Reproduce every one of the following entries verbatim, preserving each character and line break without alteration.

---------- Working data

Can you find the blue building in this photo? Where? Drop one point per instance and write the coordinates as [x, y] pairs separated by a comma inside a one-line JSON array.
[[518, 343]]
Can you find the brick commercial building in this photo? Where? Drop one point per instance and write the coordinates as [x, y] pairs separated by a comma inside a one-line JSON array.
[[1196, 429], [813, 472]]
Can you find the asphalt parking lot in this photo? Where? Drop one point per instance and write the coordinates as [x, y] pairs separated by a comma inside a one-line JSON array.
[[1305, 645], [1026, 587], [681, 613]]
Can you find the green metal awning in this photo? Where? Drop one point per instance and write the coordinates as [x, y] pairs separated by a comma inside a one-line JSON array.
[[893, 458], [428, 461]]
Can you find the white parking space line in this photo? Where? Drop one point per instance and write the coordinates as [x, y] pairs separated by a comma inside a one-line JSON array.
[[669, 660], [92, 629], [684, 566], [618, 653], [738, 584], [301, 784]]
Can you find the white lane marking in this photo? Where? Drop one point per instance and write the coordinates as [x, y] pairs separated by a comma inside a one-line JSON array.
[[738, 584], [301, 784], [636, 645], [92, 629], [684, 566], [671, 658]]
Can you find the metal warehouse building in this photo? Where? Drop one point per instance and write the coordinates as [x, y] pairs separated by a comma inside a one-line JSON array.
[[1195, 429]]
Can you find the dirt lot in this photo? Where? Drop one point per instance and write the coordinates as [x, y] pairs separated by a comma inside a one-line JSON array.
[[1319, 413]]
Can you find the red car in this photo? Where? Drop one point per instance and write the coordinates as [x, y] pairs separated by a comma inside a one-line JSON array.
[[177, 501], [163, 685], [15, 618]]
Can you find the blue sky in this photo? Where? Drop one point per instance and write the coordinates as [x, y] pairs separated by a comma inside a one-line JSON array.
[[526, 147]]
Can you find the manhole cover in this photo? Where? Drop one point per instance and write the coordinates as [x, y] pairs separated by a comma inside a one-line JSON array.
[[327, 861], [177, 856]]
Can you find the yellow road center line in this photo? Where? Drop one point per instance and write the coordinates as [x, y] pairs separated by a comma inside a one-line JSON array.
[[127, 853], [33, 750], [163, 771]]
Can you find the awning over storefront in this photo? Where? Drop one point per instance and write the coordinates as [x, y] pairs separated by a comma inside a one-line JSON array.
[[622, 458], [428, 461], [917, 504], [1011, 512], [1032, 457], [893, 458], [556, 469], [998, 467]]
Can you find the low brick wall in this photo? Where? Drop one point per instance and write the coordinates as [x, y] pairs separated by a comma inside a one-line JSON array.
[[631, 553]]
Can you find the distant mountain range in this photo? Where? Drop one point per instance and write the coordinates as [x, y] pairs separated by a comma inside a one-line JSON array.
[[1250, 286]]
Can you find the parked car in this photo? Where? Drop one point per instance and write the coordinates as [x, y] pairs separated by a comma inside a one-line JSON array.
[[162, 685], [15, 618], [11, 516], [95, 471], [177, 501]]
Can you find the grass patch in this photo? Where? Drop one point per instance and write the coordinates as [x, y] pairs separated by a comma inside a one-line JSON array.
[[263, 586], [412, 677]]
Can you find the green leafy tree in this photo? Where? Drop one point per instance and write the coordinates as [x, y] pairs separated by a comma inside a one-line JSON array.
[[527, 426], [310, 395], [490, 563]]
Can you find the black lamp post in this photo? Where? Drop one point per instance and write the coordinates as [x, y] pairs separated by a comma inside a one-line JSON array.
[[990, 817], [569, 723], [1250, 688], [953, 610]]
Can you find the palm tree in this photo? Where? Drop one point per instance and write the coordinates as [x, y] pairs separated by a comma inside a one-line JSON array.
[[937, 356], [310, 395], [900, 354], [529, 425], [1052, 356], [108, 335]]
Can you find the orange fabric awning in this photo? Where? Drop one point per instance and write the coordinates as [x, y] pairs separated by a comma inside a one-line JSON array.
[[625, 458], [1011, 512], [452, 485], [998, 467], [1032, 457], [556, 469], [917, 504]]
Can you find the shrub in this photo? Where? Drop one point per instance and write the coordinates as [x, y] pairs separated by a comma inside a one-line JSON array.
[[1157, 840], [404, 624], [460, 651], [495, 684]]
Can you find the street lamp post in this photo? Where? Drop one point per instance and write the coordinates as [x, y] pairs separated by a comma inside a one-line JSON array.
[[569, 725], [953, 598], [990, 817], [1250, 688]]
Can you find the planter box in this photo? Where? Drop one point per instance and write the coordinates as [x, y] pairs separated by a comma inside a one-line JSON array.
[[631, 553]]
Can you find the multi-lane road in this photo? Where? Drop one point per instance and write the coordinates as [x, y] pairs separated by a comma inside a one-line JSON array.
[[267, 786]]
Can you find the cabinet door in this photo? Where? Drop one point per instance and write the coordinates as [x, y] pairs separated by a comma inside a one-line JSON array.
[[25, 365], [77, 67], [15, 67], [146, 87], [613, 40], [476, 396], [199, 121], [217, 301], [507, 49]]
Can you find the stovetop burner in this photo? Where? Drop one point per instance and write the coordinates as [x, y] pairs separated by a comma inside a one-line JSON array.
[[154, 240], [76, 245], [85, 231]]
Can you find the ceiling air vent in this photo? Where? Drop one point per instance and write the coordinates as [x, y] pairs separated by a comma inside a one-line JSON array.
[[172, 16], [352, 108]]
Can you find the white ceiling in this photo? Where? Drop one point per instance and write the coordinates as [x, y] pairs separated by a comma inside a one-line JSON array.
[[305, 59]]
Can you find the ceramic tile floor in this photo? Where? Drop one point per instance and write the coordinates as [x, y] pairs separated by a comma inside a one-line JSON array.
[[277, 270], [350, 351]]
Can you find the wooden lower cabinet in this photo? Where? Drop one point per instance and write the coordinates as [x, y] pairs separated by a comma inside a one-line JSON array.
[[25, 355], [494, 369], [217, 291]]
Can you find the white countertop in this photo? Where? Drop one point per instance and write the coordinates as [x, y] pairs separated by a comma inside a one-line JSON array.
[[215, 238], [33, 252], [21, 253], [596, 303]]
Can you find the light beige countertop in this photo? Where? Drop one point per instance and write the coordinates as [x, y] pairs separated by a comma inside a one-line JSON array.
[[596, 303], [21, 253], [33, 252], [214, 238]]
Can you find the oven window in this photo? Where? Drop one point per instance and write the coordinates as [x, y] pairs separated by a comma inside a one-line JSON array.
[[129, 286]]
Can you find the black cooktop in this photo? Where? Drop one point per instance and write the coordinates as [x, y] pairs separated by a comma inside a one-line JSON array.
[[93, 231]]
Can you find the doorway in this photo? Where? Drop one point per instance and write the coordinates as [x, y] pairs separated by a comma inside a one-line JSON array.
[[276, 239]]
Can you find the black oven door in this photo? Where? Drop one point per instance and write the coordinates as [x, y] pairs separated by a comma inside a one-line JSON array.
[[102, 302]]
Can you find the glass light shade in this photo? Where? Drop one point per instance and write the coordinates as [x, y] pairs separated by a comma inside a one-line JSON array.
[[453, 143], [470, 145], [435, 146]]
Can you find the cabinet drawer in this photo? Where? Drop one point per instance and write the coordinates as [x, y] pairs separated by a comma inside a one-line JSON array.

--------------------

Final result:
Can you find the blue building in this photo? Where? Drop one point per instance and write the coordinates as [x, y] pairs separated by a comma inside a one-line JSON array.
[[518, 343]]
Can you find the brick commercial building in this photo? Where? Drop one point per instance and write the coordinates as [x, y] pairs separated by a comma inside a one-line JSON array.
[[1196, 429], [813, 472]]
Can you find the asphalt parking lot in this photo? Where? Drop one point per instance and write the coordinates as [x, y] pairs separated by a comma inside a one-line JSON array.
[[1305, 645], [1026, 587], [681, 613]]
Can you find the green metal awning in this photo? Where? Drop one point per instance and write the coordinates as [x, y] pairs separated by a comma inside a one-line JSON array.
[[893, 458], [428, 461]]
Can you find the white parking space line in this photo? Where? Drop one point per instance and write the coordinates as [x, y] pairs separated by a comma inside a one-line JSON array.
[[669, 660], [92, 629], [684, 566], [618, 653], [738, 584], [301, 784]]
Can you find the white lane marking in this photo? Where? Drop one point per instance and write the coordinates as [x, y] pairs separated by a comma inside a one-line JSON array.
[[738, 584], [301, 784], [636, 645], [92, 629], [684, 566], [671, 658]]
Can you find the metal warehouse building in this photo? Where? Drop one point per instance and write the coordinates as [x, y] pairs separated by a comma inside a one-line JSON array.
[[1195, 429]]
Can you find the dirt lot in this photo? Where? Drop one point per instance and write the coordinates as [x, y] pairs separated by a comma inside a one-line JSON array.
[[1319, 413]]
Can you find the red car in this photo? Where? Drop one point per instance and write the coordinates as [x, y] pairs separated by a comma inside a one-line JSON array.
[[177, 501], [163, 685], [15, 618]]
Can you find the blue sky in this photo? Where? Drop one point per instance and write the coordinates as [x, y] pairs separated by a comma inside a one-line JSON array.
[[526, 147]]
Can you find the manhole cover in this photo? Where? Drop one point per instance and write the coordinates as [x, y] pairs separated by a comma inside a one-line JSON array.
[[327, 861], [177, 856]]
Can you find the yellow road center line in this photo? Where? Drop one point per instance and write the coordinates as [x, y] pairs separated by a comma inside a one-line JSON array.
[[127, 853], [33, 750], [163, 771]]
Can you find the awning over storefront in this photo? Where? Drop one point per instance and write the coordinates as [x, y] pairs separated by a comma inside a one-line JSON array.
[[622, 458], [428, 461], [917, 504], [1011, 512], [1032, 457], [893, 458], [556, 469], [998, 467]]
Can you find the low brick wall in this photo? Where? Drop one point per instance and write the coordinates as [x, y] pairs separated by a comma inside a one-line JSON array.
[[631, 553]]
Can you find the distant mountain range in this photo? Where? Drop one point per instance and write the coordinates as [x, y] pairs separated by a comma inside a one-line JSON array.
[[1250, 286]]
Can you find the parked car in this photo? Where? Drop one point per instance and write the coordinates as [x, y] pairs separated by a comma inside a one-line JSON array.
[[162, 685], [15, 618], [11, 516], [95, 471], [177, 501]]
Can you find the grass patch in this photo? Where? Drop one point per instance and write the coordinates as [x, y] pairs separated by a comma inside a one-line JSON array.
[[263, 586], [412, 677]]
Can you find the green leafy tree in this photo? Where? Drop one point per instance and write the coordinates as [x, y] pairs separated by a comma inside a one-line JSON array.
[[527, 426], [310, 395], [490, 563]]
Can you find the black lamp post in this photo? Where? Drop one point per instance and write the coordinates as [x, y] pairs separated by a comma inside a one-line JSON array.
[[990, 817], [569, 723], [1250, 688], [953, 610]]
Can you find the palm tree in this photo? Where? Drop one point per instance and write the coordinates as [x, y] pairs separated by a comma inside a one-line JSON array.
[[937, 356], [310, 395], [900, 354], [529, 425], [1052, 356], [108, 335]]
Can you find the orange fabric awning in this photo? Where? Drop one point per instance and write the coordinates as [x, y] pairs separated by a comma inside a one-line JSON array.
[[625, 458], [1011, 512], [452, 485], [998, 467], [1032, 457], [556, 469], [917, 504]]
Can you find the shrub in this photo? Where? Drop one point per instance and write the coordinates as [x, y] pairs separated by a comma inside a one-line JSON array.
[[1157, 840], [404, 624], [460, 651], [495, 684]]
Can you find the street lamp post in this photo? Where? Drop one point per instance and write the coordinates as [x, y] pairs separated by a comma inside a one-line JSON array.
[[569, 725], [953, 598], [990, 817], [1250, 688]]
Can you find the planter box in this photo? Where? Drop one point per instance and write the coordinates as [x, y] pairs separated by a comma inside a one-line JSON array.
[[631, 553]]
Can you find the multi-lane road in this photo? Where? Drop one point per instance and write the coordinates as [x, y] pairs separated by a comma inside a one-line JSON array.
[[267, 786]]
Can you find the cabinet door in this photo? Where? Drop one point per instance and write the coordinates as [x, y] pairs separated by a comma inside a one-line JSON array.
[[25, 365], [77, 67], [15, 67], [146, 87], [613, 40], [476, 396], [199, 121], [217, 301], [507, 49]]
Can you find the stovetop burner in this photo? Where? Drop one point per instance and write the coordinates as [x, y] pairs separated by a comma inside a one-line JSON array.
[[154, 240], [76, 245], [85, 231]]
Can you find the ceiling air vent in this photo? Where? Drop one point per instance and write the coordinates as [x, y] pairs separated by a comma inside a one-line JSON array.
[[172, 16], [352, 108]]
Can you find the white ceiling in this photo? Where? Drop one point per instance and write the coordinates as [x, y] pairs separated by a comma inside a one-line JSON array.
[[305, 59]]
Can you find the ceramic tile floor in this photo? Where? Drop one point per instance and write the coordinates as [x, y] pairs separated by a comma inside a one-line JSON array.
[[277, 270], [350, 351]]
Can you find the wooden lower cabinet in this photo? Where? Drop one point per instance and write the coordinates as [x, y] pairs separated by a comma inside a one-line JSON array.
[[25, 355], [494, 369], [217, 291]]
Can you find the white countertop in this photo? Where? Drop one point per instance and write the coordinates as [x, y] pairs separated by a comma inside a one-line JSON array.
[[215, 238], [33, 252], [21, 253], [596, 303]]
Can you find the light beige countertop in this photo? Where? Drop one point per instance and write the coordinates as [x, y] pairs separated by a comma inside a one-line JSON array.
[[596, 303], [21, 253], [33, 252], [214, 238]]
Can you find the oven window in this photo? Where? Drop one point per instance and write the coordinates as [x, y] pairs separated by a comma inside a one-line JSON array.
[[129, 286]]
Can you find the black cooktop in this photo? Where? Drop one point per instance and write the coordinates as [x, y] pairs separated by a comma inside a one-line JSON array.
[[93, 231]]
Can you find the doorway in this photo? Where? Drop one point per instance and write the coordinates as [x, y] pairs separated by a comma inside a one-line JSON array.
[[276, 239]]
Can you find the black oven door in this photo? Where? Drop one point per instance and write the coordinates as [x, y] pairs separated by a comma inside a one-line JSON array.
[[102, 302]]
Can you find the glass light shade in this photo? Where? Drop one point per instance and write the coordinates as [x, y] pairs separated by a comma inside a one-line JSON array.
[[453, 143], [470, 145], [435, 146]]
Can you find the cabinet drawer in this photo? Where? Drop one point per instance and write the coordinates as [x, y] pairs separated by a comma inside a one-line JSON array.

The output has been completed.